■ **Instructions to follow**:
Each record should be output exactly, with every character kept.

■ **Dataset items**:
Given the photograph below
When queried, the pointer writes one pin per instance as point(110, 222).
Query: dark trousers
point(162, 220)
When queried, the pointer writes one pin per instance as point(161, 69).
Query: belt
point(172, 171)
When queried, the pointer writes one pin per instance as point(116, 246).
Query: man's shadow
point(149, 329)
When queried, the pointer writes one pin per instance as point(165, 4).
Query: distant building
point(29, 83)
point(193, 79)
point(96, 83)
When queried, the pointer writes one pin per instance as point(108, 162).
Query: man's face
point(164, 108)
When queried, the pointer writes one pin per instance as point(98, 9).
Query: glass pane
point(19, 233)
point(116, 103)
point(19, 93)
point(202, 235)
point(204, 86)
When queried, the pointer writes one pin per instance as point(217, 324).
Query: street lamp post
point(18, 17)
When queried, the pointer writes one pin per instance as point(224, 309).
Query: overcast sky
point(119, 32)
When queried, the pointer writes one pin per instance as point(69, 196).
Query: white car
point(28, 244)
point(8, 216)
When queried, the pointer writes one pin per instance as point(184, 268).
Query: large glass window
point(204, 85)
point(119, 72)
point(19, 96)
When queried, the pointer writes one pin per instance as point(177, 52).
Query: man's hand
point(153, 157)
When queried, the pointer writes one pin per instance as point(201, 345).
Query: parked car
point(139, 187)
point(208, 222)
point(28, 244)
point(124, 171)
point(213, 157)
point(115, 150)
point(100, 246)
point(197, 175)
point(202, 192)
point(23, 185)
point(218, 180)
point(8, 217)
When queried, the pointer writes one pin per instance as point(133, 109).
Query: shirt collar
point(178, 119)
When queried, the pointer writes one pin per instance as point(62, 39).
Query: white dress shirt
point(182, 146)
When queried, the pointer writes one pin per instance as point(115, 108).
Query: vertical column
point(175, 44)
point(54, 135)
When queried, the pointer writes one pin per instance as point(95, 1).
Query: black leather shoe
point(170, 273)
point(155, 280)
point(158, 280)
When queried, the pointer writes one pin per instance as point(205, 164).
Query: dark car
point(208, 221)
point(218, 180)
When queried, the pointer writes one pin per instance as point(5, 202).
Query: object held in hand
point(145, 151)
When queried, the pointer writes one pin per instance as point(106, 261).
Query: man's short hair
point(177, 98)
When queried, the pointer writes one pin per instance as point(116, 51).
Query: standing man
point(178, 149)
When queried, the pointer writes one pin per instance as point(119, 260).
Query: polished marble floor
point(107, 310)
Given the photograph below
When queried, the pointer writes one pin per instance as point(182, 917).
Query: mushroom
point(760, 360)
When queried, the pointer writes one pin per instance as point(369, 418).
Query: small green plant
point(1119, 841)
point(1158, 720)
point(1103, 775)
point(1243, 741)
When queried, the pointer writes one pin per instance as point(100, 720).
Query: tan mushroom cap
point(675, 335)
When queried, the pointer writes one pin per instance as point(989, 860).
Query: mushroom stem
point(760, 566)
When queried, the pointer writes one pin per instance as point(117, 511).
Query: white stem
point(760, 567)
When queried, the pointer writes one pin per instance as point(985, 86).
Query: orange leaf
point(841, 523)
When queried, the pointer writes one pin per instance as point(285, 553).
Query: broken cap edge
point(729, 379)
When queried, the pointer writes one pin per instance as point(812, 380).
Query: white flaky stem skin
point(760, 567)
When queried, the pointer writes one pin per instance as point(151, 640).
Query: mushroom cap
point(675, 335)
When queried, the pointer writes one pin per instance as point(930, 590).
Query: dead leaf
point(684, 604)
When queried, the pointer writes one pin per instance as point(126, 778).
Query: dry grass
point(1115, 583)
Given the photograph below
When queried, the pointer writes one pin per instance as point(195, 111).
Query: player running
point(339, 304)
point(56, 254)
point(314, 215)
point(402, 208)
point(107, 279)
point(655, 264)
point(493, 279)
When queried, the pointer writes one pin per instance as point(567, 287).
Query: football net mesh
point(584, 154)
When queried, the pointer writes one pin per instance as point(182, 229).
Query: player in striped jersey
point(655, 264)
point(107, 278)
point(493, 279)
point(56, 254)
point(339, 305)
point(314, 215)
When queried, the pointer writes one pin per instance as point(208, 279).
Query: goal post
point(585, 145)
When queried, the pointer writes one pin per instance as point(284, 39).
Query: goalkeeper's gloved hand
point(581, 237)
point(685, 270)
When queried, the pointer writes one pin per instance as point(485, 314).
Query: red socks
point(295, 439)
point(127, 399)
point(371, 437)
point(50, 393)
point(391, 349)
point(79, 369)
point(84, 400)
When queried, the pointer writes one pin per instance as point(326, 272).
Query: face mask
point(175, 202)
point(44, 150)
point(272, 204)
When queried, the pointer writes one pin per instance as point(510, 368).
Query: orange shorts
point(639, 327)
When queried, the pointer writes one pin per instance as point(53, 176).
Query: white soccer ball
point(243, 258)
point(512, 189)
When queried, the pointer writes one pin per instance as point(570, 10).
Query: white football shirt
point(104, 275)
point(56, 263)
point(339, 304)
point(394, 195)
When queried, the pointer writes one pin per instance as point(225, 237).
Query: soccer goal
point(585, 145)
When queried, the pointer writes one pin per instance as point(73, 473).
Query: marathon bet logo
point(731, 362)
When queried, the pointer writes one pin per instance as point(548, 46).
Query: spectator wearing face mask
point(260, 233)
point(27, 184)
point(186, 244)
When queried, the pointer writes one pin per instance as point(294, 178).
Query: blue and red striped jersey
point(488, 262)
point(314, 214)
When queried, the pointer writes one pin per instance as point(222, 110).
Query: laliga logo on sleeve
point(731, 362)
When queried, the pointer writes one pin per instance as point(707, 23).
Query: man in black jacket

■ **Finished exercise**:
Given the photograph below
When queried, the pointer writes one pin per instance as point(110, 222).
Query: dark trousers
point(162, 220)
When queried, the pointer writes one pin per instance as point(161, 69).
Query: belt
point(172, 171)
When queried, the pointer writes one pin per instance as point(116, 246).
Query: man's shadow
point(149, 329)
When queried, the pointer writes one pin per instance as point(165, 4).
Query: distant building
point(29, 83)
point(193, 79)
point(96, 83)
When queried, the pointer writes one pin per instance as point(108, 162).
Query: man's face
point(164, 108)
When queried, the pointer writes one pin per instance as point(98, 9).
Query: glass pane
point(19, 233)
point(116, 103)
point(19, 93)
point(202, 235)
point(204, 86)
When queried, the pointer writes one pin per instance as point(217, 324).
Query: street lamp post
point(18, 17)
When queried, the pointer writes one pin per instance as point(224, 309).
Query: overcast sky
point(119, 32)
When queried, the pointer writes one pin per instance as point(69, 196).
Query: white car
point(28, 244)
point(8, 216)
When queried, the pointer writes one pin per instance as point(184, 268).
Query: large glass window
point(204, 85)
point(119, 72)
point(19, 96)
When queried, the pointer writes one pin per instance as point(177, 52).
Query: man's hand
point(153, 157)
When queried, the pointer writes one pin per instance as point(201, 345).
Query: parked car
point(139, 187)
point(208, 222)
point(28, 244)
point(124, 171)
point(213, 157)
point(115, 150)
point(100, 246)
point(197, 175)
point(202, 192)
point(23, 185)
point(218, 180)
point(8, 217)
When queried, the pointer writes one pin per instance as point(133, 109).
Query: shirt collar
point(178, 119)
When queried, the pointer writes one pin per instance as point(62, 39).
Query: white dress shirt
point(182, 146)
When queried, the pointer writes one pin per instance as point(115, 108).
Query: vertical column
point(175, 44)
point(54, 135)
When queried, the pointer writes one pin per instance as point(95, 1).
Query: black leather shoe
point(170, 273)
point(155, 280)
point(158, 280)
When queried, the pointer writes one pin per instance as point(205, 164).
Query: dark car
point(208, 221)
point(218, 180)
When queried, the pointer writes one pin per instance as point(5, 202).
Query: object held in hand
point(145, 151)
When queried, the pointer writes one pin per instance as point(106, 261).
Query: man's short hair
point(177, 98)
When queried, the pointer writes one pin per instance as point(116, 51).
Query: standing man
point(178, 149)
When queried, the pointer writes one pin per instance as point(119, 260).
Query: polished marble floor
point(107, 310)
Given the photograph below
When queried, the pointer writes one pin per instance as point(182, 917).
Query: mushroom
point(760, 360)
When queried, the pointer writes one pin per instance as point(369, 418).
Query: small green plant
point(1119, 841)
point(1158, 720)
point(1103, 775)
point(1243, 741)
When queried, the pointer writes one pin per instance as point(100, 720).
Query: tan mushroom cap
point(675, 335)
When queried, the pointer writes one pin per instance as point(989, 860).
Query: mushroom stem
point(760, 566)
When queried, the pointer writes one pin per instance as point(117, 511).
Query: white stem
point(760, 567)
When queried, the pointer writes one pin per instance as point(985, 86).
Query: orange leaf
point(841, 523)
When queried, the pointer writes one pin per instance as point(285, 553).
Query: broken cap edge
point(729, 379)
When queried, the pointer writes one pin per instance as point(812, 380).
Query: white flaky stem skin
point(760, 567)
When queried, the pointer writes one pin per instance as point(151, 640).
Query: mushroom cap
point(675, 335)
When queried, the pointer writes one pin per instance as point(930, 590).
Query: dead leaf
point(684, 604)
When queried, the pointer writes one pin per instance as point(126, 778).
Query: dry grass
point(1115, 583)
Given the photograph below
When queried, the pointer writes one pin per instance as point(195, 111).
Query: player running
point(339, 304)
point(56, 254)
point(314, 215)
point(402, 208)
point(107, 279)
point(655, 264)
point(493, 279)
When queried, the pointer writes one pin per instance as point(567, 287).
Query: football net mesh
point(584, 154)
When queried, the pointer writes one pin per instance as point(182, 229).
Query: player in striped jersey
point(655, 264)
point(107, 278)
point(493, 279)
point(56, 254)
point(339, 305)
point(314, 215)
When queried, the pointer writes one pin per instance as point(208, 279).
Query: goal post
point(585, 145)
When queried, the pointer writes one pin per instance as point(284, 39).
Query: goalkeeper's gloved hand
point(581, 237)
point(685, 270)
When queried, the pointer writes one pin per instance as point(485, 314).
Query: red socks
point(295, 439)
point(127, 399)
point(371, 437)
point(50, 393)
point(391, 349)
point(79, 369)
point(84, 400)
When queried, the pointer writes one pin per instance as point(326, 272).
Query: face mask
point(175, 202)
point(44, 150)
point(272, 204)
When queried, the pointer writes one pin per instance as point(510, 368).
Query: orange shorts
point(639, 327)
When queried, the pointer writes one pin per instance as point(53, 176).
Query: white soccer ball
point(243, 258)
point(512, 189)
When queried, the pointer writes one pin per instance as point(570, 10).
Query: white football shirt
point(104, 275)
point(56, 263)
point(339, 304)
point(394, 195)
When queried, the pointer writes one pin per instance as point(225, 237).
Query: soccer goal
point(585, 145)
When queried, the pointer writes one pin per instance as point(73, 473).
Query: marathon bet logo
point(731, 362)
When queried, the pointer writes one pin per instance as point(548, 46).
Query: spectator wearing face mask
point(260, 233)
point(27, 184)
point(186, 244)
When queried, the pointer writes one pin per instance as point(294, 178).
Query: blue and red striped jersey
point(488, 262)
point(314, 214)
When queried, the pointer writes one pin per instance as point(222, 110).
Query: laliga logo on sleeve
point(731, 362)
When queried, the pointer writes one pin per instance as point(707, 23).
Query: man in black jacket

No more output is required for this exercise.